SHORT EXERCISE => Please return each line of the records that contains the word "mouth".

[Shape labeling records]
<<<<
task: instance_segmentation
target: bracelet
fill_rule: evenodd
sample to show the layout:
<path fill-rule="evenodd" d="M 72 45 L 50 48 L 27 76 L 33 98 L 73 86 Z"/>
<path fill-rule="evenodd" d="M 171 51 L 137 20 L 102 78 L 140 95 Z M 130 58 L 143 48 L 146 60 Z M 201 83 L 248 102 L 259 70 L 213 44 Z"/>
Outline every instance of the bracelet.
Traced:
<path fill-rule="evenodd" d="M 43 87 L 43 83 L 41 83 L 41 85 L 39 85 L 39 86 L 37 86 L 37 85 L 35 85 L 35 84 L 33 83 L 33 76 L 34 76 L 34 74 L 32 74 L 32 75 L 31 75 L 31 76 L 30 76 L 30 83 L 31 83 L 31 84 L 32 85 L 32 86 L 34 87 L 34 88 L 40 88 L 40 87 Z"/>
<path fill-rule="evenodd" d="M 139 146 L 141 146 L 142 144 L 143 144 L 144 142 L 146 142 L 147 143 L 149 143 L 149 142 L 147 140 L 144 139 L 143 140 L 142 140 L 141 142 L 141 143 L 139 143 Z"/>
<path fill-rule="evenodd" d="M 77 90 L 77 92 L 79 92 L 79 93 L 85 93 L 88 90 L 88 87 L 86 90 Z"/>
>>>>
<<<<
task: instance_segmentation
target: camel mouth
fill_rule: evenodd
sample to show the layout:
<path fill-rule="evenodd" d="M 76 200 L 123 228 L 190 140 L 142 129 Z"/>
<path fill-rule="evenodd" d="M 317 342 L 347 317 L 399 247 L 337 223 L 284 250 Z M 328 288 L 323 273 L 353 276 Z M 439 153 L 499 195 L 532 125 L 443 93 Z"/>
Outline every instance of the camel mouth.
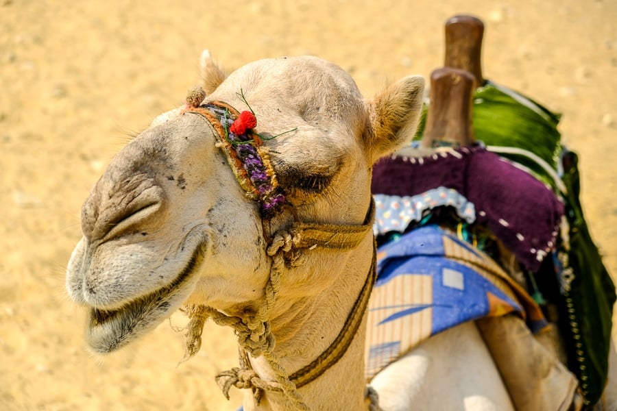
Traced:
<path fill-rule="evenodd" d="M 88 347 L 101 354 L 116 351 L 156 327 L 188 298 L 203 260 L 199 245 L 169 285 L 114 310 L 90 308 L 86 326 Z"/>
>>>>
<<<<
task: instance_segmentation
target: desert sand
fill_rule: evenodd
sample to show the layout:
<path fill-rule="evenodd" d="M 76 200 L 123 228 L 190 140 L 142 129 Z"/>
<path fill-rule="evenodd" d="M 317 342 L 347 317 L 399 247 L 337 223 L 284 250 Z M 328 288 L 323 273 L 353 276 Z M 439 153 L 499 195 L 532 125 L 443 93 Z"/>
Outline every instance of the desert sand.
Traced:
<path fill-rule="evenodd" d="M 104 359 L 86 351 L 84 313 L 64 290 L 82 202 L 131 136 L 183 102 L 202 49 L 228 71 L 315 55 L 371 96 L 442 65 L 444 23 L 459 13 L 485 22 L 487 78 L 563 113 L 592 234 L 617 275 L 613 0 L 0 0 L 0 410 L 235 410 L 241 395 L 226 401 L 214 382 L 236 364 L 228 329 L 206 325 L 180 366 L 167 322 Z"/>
>>>>
CORRECT RESULT =>
target: camel mouth
Outline every instance of the camel mouth.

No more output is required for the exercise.